Items from a data source
------

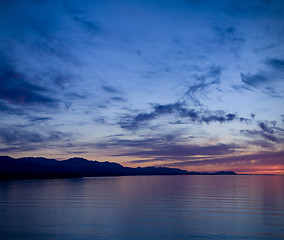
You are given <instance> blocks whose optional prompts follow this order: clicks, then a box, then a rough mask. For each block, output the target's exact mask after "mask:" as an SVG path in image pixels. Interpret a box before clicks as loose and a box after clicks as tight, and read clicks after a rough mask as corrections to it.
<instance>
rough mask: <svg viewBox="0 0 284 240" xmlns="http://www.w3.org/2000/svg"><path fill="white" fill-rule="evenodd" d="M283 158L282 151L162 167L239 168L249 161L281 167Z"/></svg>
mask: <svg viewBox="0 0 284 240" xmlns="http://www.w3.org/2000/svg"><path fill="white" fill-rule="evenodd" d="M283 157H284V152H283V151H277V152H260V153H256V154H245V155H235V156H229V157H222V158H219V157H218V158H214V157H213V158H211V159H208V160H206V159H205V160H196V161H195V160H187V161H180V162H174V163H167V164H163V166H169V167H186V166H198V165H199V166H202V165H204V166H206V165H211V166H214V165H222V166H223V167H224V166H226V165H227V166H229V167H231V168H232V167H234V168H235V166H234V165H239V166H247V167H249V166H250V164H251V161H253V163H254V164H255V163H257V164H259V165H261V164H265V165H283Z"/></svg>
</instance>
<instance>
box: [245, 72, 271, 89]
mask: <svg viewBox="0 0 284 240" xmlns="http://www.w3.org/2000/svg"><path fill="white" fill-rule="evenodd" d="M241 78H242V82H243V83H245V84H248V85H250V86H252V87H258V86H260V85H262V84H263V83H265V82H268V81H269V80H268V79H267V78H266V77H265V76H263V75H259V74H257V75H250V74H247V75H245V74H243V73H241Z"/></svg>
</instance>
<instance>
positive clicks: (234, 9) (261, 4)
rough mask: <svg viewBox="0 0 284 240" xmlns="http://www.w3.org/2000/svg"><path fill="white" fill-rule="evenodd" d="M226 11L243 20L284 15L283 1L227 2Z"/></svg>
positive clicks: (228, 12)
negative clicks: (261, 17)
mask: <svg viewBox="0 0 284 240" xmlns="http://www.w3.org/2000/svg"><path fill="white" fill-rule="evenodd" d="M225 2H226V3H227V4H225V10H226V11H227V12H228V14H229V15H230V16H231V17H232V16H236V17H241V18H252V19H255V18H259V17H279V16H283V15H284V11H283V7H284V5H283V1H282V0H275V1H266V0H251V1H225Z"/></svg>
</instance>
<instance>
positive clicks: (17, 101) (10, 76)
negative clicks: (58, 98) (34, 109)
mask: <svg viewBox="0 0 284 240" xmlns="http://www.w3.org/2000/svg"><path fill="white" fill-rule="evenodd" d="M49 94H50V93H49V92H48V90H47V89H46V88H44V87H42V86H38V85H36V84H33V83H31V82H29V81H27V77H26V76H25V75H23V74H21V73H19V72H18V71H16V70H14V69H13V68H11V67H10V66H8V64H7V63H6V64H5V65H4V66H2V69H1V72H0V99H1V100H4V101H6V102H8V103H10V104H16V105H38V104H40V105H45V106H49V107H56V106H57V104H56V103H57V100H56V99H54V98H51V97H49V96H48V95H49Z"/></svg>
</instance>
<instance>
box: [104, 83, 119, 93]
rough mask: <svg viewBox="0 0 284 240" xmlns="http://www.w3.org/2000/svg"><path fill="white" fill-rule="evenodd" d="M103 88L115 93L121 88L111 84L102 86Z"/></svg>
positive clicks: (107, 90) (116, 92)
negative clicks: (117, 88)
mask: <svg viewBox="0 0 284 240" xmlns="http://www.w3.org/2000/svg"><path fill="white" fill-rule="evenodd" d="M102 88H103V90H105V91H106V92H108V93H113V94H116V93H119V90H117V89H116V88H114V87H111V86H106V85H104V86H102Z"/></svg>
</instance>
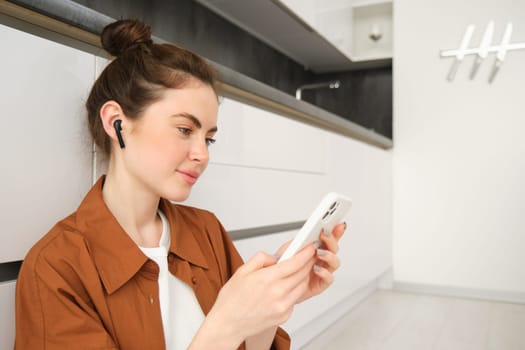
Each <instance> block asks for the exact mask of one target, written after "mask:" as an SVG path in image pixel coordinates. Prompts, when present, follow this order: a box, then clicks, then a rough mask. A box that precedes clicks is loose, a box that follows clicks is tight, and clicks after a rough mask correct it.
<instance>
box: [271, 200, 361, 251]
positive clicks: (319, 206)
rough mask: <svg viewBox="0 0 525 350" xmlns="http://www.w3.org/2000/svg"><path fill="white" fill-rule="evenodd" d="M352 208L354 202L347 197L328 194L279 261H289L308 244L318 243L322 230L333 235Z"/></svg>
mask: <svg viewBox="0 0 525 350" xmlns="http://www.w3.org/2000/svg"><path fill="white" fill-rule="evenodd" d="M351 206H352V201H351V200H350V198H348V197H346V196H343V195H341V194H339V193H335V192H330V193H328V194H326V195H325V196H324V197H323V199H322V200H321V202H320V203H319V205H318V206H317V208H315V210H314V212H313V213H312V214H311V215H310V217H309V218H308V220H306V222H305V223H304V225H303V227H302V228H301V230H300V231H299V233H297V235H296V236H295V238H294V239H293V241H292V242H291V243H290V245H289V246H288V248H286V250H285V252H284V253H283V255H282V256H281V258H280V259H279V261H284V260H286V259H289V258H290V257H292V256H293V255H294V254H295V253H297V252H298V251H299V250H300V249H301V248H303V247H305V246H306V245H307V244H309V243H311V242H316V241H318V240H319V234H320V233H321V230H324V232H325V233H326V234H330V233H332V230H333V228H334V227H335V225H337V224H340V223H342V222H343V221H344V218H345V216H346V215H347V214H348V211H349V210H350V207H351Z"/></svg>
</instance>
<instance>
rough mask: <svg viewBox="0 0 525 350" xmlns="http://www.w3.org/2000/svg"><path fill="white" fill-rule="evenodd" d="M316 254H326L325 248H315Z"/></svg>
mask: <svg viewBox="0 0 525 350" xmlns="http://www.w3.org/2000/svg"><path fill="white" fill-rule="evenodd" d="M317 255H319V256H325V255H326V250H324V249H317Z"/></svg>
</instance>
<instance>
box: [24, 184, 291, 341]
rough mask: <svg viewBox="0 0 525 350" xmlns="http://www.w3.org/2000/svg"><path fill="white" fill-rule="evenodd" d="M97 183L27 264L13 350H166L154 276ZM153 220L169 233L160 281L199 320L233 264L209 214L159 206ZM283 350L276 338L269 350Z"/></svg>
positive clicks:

------

_What the exercise asks_
Would you return the records exactly, keeping out every picture?

_Task response_
You are given <instance> blocks whose optional prompts follow this order: clicks, then a box, then a rough mask. For each block, output the target's exact mask after "mask:" as an SVG path in image pixels. Interpret a box before clicks as loose and a box after clicks as tight, and read clicks after a rough mask as corrections to it.
<instance>
rough mask: <svg viewBox="0 0 284 240" xmlns="http://www.w3.org/2000/svg"><path fill="white" fill-rule="evenodd" d="M283 158L282 151L162 167L239 168L249 161L281 167Z"/></svg>
mask: <svg viewBox="0 0 284 240" xmlns="http://www.w3.org/2000/svg"><path fill="white" fill-rule="evenodd" d="M283 157H284V152H283V151H277V152H260V153H256V154H245V155H235V156H229V157H222V158H219V157H218V158H214V157H213V158H211V159H208V160H206V159H205V160H196V161H195V160H187V161H180V162H174V163H167V164H163V166H169V167H186V166H198V165H199V166H202V165H204V166H206V165H211V166H214V165H222V166H223V167H224V166H226V165H227V166H229V167H231V168H232V167H234V168H235V166H234V165H239V166H247V167H249V166H250V164H251V161H253V163H254V164H255V163H257V164H259V165H261V164H265V165H283Z"/></svg>
</instance>
<instance>
box: [245, 72, 271, 89]
mask: <svg viewBox="0 0 284 240" xmlns="http://www.w3.org/2000/svg"><path fill="white" fill-rule="evenodd" d="M241 78H242V82H243V83H245V84H248V85H250V86H252V87H258V86H260V85H262V84H263V83H265V82H268V81H269V80H268V79H267V78H266V77H265V76H263V75H259V74H257V75H250V74H247V75H245V74H243V73H241Z"/></svg>
</instance>
<instance>
positive clicks: (234, 9) (261, 4)
rough mask: <svg viewBox="0 0 284 240" xmlns="http://www.w3.org/2000/svg"><path fill="white" fill-rule="evenodd" d="M226 11L243 20L284 15L283 1L227 2Z"/></svg>
positive clicks: (228, 12)
negative clicks: (261, 17)
mask: <svg viewBox="0 0 284 240" xmlns="http://www.w3.org/2000/svg"><path fill="white" fill-rule="evenodd" d="M225 2H226V3H227V4H225V10H226V11H227V12H228V14H229V15H230V16H231V17H232V16H236V17H241V18H252V19H255V18H259V17H279V16H283V15H284V11H283V7H284V5H283V1H282V0H275V1H266V0H251V1H225Z"/></svg>
</instance>
<instance>
positive clicks: (17, 101) (10, 76)
negative clicks: (58, 98) (34, 109)
mask: <svg viewBox="0 0 284 240" xmlns="http://www.w3.org/2000/svg"><path fill="white" fill-rule="evenodd" d="M49 94H50V93H49V92H48V90H47V89H46V88H44V87H42V86H38V85H36V84H33V83H31V82H29V81H27V77H26V76H25V75H23V74H21V73H19V72H18V71H16V70H14V69H13V68H11V67H10V66H8V64H7V63H6V64H5V65H4V66H2V69H1V72H0V99H1V100H4V101H6V102H8V103H10V104H16V105H38V104H40V105H45V106H49V107H56V106H57V104H56V103H57V100H56V99H54V98H51V97H49V96H48V95H49Z"/></svg>
</instance>
<instance>
box: [104, 83, 119, 93]
rough mask: <svg viewBox="0 0 284 240" xmlns="http://www.w3.org/2000/svg"><path fill="white" fill-rule="evenodd" d="M103 88L115 93L121 88L111 84L102 86Z"/></svg>
positive clicks: (107, 90) (116, 92)
negative clicks: (117, 88)
mask: <svg viewBox="0 0 284 240" xmlns="http://www.w3.org/2000/svg"><path fill="white" fill-rule="evenodd" d="M102 88H103V90H105V91H106V92H108V93H113V94H116V93H119V90H117V89H116V88H114V87H111V86H106V85H104V86H102Z"/></svg>
</instance>
Each <instance> block asks for the exact mask of one target, written after "mask:" as an SVG path in image pixel coordinates. Prompts, when present, follow this order: a box, then clicks, then a rough mask. A box that precedes clicks is loose, a box that follows clicks is tight, and clicks after a rough mask correct it.
<instance>
box: [271, 200, 361, 251]
positive clicks: (319, 206)
rough mask: <svg viewBox="0 0 525 350" xmlns="http://www.w3.org/2000/svg"><path fill="white" fill-rule="evenodd" d="M352 208L354 202L347 197L328 194L279 261H289L308 244L318 243L322 230L333 235Z"/></svg>
mask: <svg viewBox="0 0 525 350" xmlns="http://www.w3.org/2000/svg"><path fill="white" fill-rule="evenodd" d="M351 206H352V201H351V200H350V198H348V197H346V196H343V195H341V194H339V193H335V192H330V193H328V194H326V195H325V196H324V197H323V199H322V200H321V202H320V203H319V205H318V206H317V208H315V210H314V212H313V213H312V214H311V215H310V217H309V218H308V220H306V222H305V223H304V225H303V227H302V228H301V230H300V231H299V233H297V235H296V236H295V238H294V239H293V241H292V242H291V243H290V245H289V246H288V248H286V250H285V252H284V253H283V255H282V256H281V258H280V259H279V261H284V260H286V259H289V258H290V257H292V256H293V255H294V254H295V253H297V252H298V251H299V250H300V249H301V248H303V247H305V246H306V245H307V244H309V243H311V242H316V241H318V240H319V234H320V233H321V230H324V232H325V233H326V234H330V233H332V230H333V228H334V227H335V225H337V224H340V223H342V222H343V221H344V218H345V216H346V215H347V214H348V211H349V210H350V207H351Z"/></svg>
</instance>
<instance>
rough mask: <svg viewBox="0 0 525 350" xmlns="http://www.w3.org/2000/svg"><path fill="white" fill-rule="evenodd" d="M316 254H326L325 248H315Z"/></svg>
mask: <svg viewBox="0 0 525 350" xmlns="http://www.w3.org/2000/svg"><path fill="white" fill-rule="evenodd" d="M317 255H319V256H325V255H326V250H324V249H317Z"/></svg>
</instance>
<instance>
box: [24, 184, 291, 341]
rough mask: <svg viewBox="0 0 525 350" xmlns="http://www.w3.org/2000/svg"><path fill="white" fill-rule="evenodd" d="M97 183L27 264L13 350H166L154 276ZM153 220L169 233L160 281L199 320L233 264L209 214L159 206ZM283 350L276 338L269 350Z"/></svg>
positive clicks:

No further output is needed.